> To do: Transcribe the part of the Maccabiah golf thread starting at "MUSA develops, promotes" and ending at "the grassroots level.".

> Document section:
--------------------------------

# 2017 World Maccabiah Games



## Maccabi USA (May 11, 2016)

FOR IMMEDIATE RELEASE Contact: Sam Balaban-Feld at 215.561.6900 ext. 4157


MACCABI USA SEEKS JEWISH GOLFERS FOR 20th WORLD MACCABIAH GAMES

Philadelphia, PA– Maccabi USA is seeking Jewish Golfers, ages 15 and up, to represent the United States at the 20th World Maccabiah Games in Israel, July 6-17, 2017. The Maccabiah Golf tournament will be held at the Caesarea Golf Club, an 18-hole course that passes through ancient Roman ruins. 

Debbie Adams, Bruce Apple & Daniel Frankel, Co-Chairmen of Maccabi USA’s Golf Organizing Committee for the 20th World Maccabiah Games, are working to appoint qualified Jewish Golfers to represent the United States. Debbie, Bruce & Dan have each won multiple medals for Team USA at past World Maccabiah Games, were collegiate golfers, and have been involved in the international golf community for the majority of their lives.

“I have participated in four World Maccabiah Games, and each experience has included some of the most memorable moments in my life,” said Adams. “Being able to combine Jewish pride and athletics has been a highlight throughout my life. This is why I have been involved with the Maccabiah for over 30 years.” 

Maccabi USA will compete in Golf at the 20th World Maccabiah Games in the Open Men’s and Women’s divisions, ages 18-49, Juniors Boys’ & Girls’ divisions, for those born 1999-2002, and the Masters Men’s & Women’s divisions, ages 50 and up. Team selection will be conducted by a national qualifier, held July 10-13, 2016 at Mid Pines Golf Club in Southern Pines, NC. Applications and qualifier registration for the Games are available online now!

Maccabi USA builds Jewish pride through sports, producing the emotional intensity, high ideals, and powerful camaraderie of competition. We connect athletes, volunteers, fans, and supporters with the global Jewish community. Our athletic, educational, and cultural experiences build Jewish identity, perpetuate Jewish continuity worldwide, and strengthen support for the State of Israel.

For more information, please contact Maccabi USA at (215) 561-6900.

About the organization:
Maccabi USA (MUSA) is a federally-recognized not-for-profit 501(c)(3) organization with an extensive history of enriching Jewish lives through athletic, cultural and educational programs. The organization is the official sponsor of the United States Team to the World Maccabiah Games, and the Pan American and European Maccabi Games, as well as a sponsor of the JCC Maccabi Games for teens in North America. As the official Maccabi representative in the U.S., Maccabi USA supports Jewish athletic endeavors, enhanced by cultural and educational activities in the United States, Israel and throughout the Diaspora.

MUSA develops, promotes and supports international, national and regional athletic-based activities and facilities. It strives to provide Jewish athletes the world over the opportunity to share their heritage and customs in competitive athletic settings. MUSA supports programs that embody the Maccabi ideals of Jewish Continuity, Zionism and Excellence in Sport. Maccabi USA Builds Jewish Pride Through Sports.

Maccabi USA is a U.S. Olympic Committee (USOC) Multi-Sport Organization (MSO). The organization is one of 38 MSOs nationwide to be recognized by the USOC for its ability to cultivate a national interest in sport and increase opportunities for participation internationally, nationally and at the grassroots level. 

###


----------



## 373 (Jun 9, 2006)

I've played that course. It's just so incredible to see so much history around you, I found it difficult to concentrate.

I'll copy and paste your message, then send it to my synagogue and a few other poeple, asking them to send it to theirs'...

I hope you find some players.


----------



## Maccabi USA (May 11, 2016)

DennisM said:


> I've played that course. It's just so incredible to see so much history around you, I found it difficult to concentrate.
> 
> I'll copy and paste your message, then send it to my synagogue and a few other poeple, asking them to send it to theirs'...
> 
> I hope you find some players.


Thanks Dennis!


----------

--------------------------------

> Raw data:
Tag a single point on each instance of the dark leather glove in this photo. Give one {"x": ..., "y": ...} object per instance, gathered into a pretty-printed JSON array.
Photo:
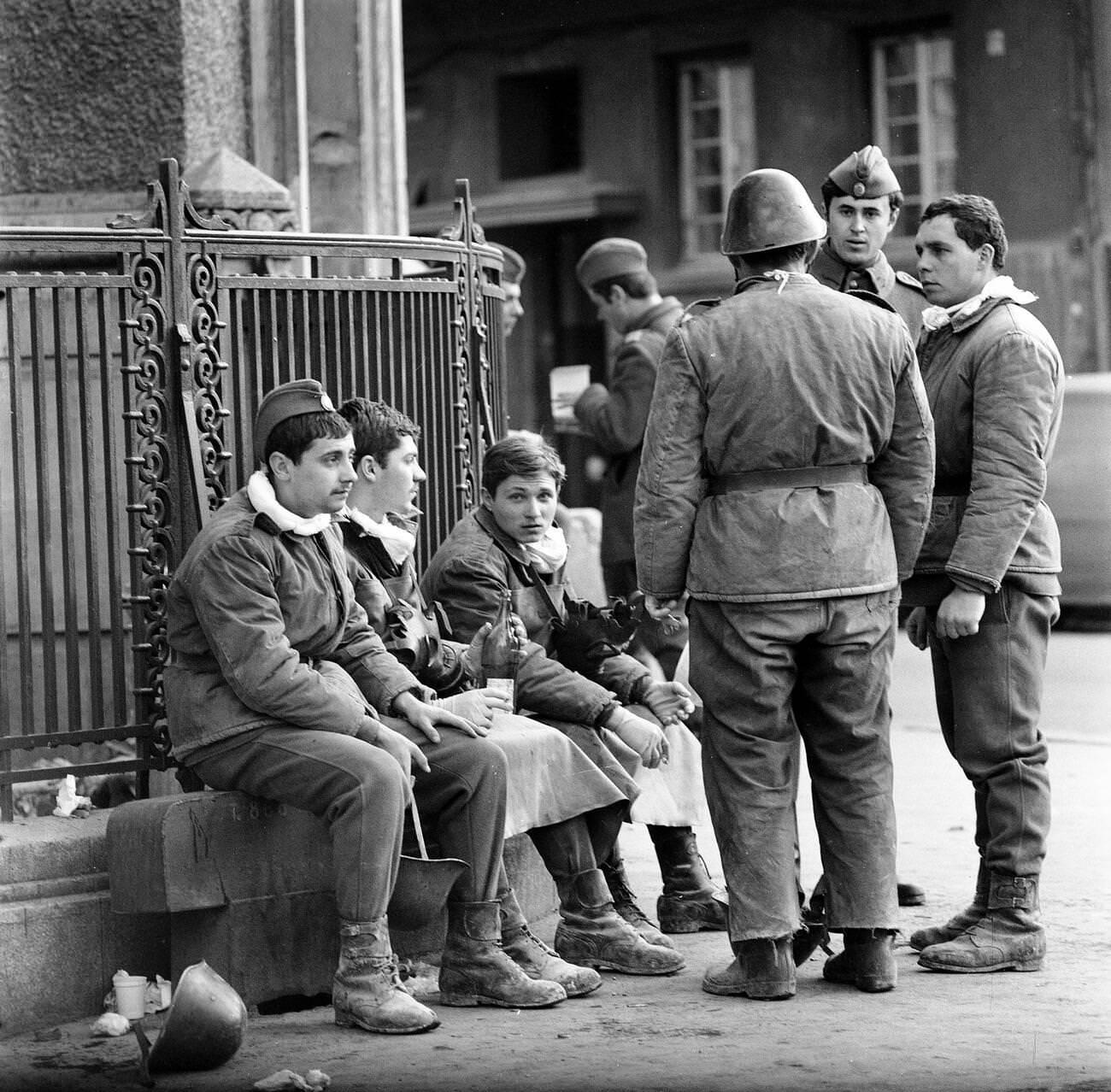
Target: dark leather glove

--------------------------------

> Written reply:
MUSA develops, promotes and supports international, national and regional athletic-based activities and facilities. It strives to provide Jewish athletes the world over the opportunity to share their heritage and customs in competitive athletic settings. MUSA supports programs that embody the Maccabi ideals of Jewish Continuity, Zionism and Excellence in Sport. Maccabi USA Builds Jewish Pride Through Sports.

Maccabi USA is a U.S. Olympic Committee (USOC) Multi-Sport Organization (MSO). The organization is one of 38 MSOs nationwide to be recognized by the USOC for its ability to cultivate a national interest in sport and increase opportunities for participation internationally, nationally and at the grassroots level.